#### AVAILABLE DATA

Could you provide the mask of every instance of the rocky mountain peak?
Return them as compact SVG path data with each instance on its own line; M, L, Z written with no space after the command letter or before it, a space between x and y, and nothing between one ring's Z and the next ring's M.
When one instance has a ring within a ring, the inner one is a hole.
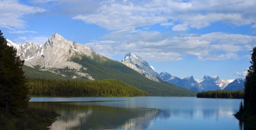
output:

########
#### AVAILABLE DATA

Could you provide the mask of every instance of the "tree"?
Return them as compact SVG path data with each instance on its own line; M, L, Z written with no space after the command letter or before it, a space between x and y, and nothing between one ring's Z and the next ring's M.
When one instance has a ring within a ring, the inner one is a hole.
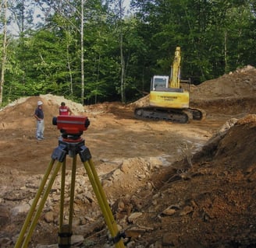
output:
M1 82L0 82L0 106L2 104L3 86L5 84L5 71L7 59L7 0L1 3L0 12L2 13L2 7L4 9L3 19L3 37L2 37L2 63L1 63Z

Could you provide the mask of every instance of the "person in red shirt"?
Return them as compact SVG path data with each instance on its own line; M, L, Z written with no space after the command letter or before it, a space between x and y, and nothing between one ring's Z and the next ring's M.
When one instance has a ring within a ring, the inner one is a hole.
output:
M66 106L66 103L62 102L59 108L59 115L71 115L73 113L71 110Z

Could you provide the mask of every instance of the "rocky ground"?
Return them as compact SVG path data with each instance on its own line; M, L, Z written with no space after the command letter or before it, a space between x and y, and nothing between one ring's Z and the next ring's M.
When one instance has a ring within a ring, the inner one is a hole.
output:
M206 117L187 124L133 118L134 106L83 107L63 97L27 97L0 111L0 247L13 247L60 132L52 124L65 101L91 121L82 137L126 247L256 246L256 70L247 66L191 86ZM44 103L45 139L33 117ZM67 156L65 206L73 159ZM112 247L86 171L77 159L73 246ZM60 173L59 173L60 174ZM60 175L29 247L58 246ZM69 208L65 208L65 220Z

########
#### AVAILABLE DATA

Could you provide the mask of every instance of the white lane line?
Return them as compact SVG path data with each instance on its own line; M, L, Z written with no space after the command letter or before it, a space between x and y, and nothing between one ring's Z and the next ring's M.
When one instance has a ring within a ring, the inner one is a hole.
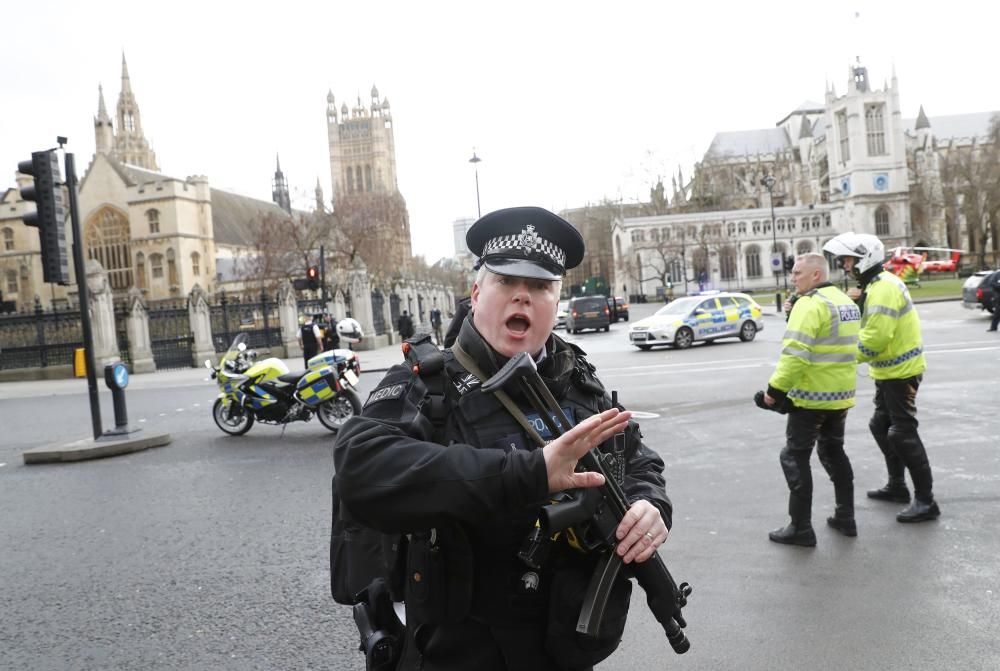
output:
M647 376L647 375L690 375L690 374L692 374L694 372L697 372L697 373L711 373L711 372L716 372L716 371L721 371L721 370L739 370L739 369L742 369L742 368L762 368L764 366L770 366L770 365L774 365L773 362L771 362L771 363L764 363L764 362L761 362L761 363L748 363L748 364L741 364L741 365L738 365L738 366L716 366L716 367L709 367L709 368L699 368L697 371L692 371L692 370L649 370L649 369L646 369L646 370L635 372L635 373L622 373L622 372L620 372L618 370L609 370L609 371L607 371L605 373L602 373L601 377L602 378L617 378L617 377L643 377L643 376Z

########

STATED TASK = Report every line in the records that contains the word "provide", copying each such line in full.

EXERCISE RESULT =
Could you provide the mask of every instance of the rocky mountain peak?
Could you provide the mask of every instance of the "tree"?
Could you provide the mask of every instance of the "person in red shirt"?
Could you provide the mask of every instance of the "rocky ground"?
Could you provide the mask of every instance of the white lane line?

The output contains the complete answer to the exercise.